## GIVEN TASK:
Write out, word for word, every line from the one containing "Track-and-sign request: indicate each instance of the sky" through the last line of the records below, both ends included.

## DATA SHOWN:
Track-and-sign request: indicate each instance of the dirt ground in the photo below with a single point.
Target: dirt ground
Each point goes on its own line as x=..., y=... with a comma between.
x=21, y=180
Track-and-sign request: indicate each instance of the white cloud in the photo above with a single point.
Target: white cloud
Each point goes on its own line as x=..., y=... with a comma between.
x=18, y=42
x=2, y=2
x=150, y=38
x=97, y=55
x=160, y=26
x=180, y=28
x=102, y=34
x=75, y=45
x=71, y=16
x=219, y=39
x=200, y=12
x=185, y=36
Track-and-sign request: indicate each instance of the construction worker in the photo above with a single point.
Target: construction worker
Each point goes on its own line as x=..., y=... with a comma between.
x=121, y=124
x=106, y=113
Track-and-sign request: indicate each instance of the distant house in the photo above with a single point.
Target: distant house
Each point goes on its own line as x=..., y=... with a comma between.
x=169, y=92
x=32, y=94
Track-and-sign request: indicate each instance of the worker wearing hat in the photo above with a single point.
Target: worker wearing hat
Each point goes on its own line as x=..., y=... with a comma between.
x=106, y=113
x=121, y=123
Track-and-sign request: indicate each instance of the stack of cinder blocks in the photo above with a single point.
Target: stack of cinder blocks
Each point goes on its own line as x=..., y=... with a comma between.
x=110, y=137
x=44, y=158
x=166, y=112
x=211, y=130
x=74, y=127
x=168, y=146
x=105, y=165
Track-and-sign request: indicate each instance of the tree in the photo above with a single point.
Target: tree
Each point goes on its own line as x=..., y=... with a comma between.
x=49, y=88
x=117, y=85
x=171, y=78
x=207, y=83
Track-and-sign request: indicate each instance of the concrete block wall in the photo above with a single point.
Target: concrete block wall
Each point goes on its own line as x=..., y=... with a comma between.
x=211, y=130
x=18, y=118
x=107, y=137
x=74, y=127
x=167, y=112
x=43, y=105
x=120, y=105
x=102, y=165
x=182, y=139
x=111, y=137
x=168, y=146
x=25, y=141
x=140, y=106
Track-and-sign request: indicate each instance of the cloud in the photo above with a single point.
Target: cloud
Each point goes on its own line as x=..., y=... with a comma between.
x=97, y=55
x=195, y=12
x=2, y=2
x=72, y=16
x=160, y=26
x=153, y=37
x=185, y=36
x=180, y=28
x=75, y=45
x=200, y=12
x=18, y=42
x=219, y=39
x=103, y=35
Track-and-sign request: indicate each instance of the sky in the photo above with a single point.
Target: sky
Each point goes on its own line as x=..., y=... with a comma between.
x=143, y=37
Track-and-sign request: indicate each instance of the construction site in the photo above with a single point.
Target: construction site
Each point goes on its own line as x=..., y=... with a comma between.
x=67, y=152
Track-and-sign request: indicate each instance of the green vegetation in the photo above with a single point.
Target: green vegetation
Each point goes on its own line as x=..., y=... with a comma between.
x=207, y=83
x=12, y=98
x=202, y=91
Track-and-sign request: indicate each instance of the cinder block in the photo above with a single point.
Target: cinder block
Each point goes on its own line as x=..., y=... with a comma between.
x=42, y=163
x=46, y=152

## ANSWER TO THIS TASK:
Track-and-sign request: indicate each instance of the sky in the photo above with a single point.
Target: sky
Each point goes on its own line as x=..., y=... with a comma between.
x=143, y=37
Track-and-sign request: indicate each instance of the construction site in the photo above with a single point.
Target: construction site
Each point goes on its own line as x=..., y=... with a comma between.
x=67, y=152
Track-and-sign request: indicate each instance of the green vegetation in the photo above with a single point.
Target: green vegetation
Each point goes on its own line as x=..., y=... with a comma between.
x=207, y=83
x=12, y=98
x=202, y=91
Track-and-sign request: indicate each instance of the cinder block in the photo above with a single point.
Target: cinder block
Each point goes on its own line as x=..., y=... with a comma between.
x=42, y=163
x=46, y=152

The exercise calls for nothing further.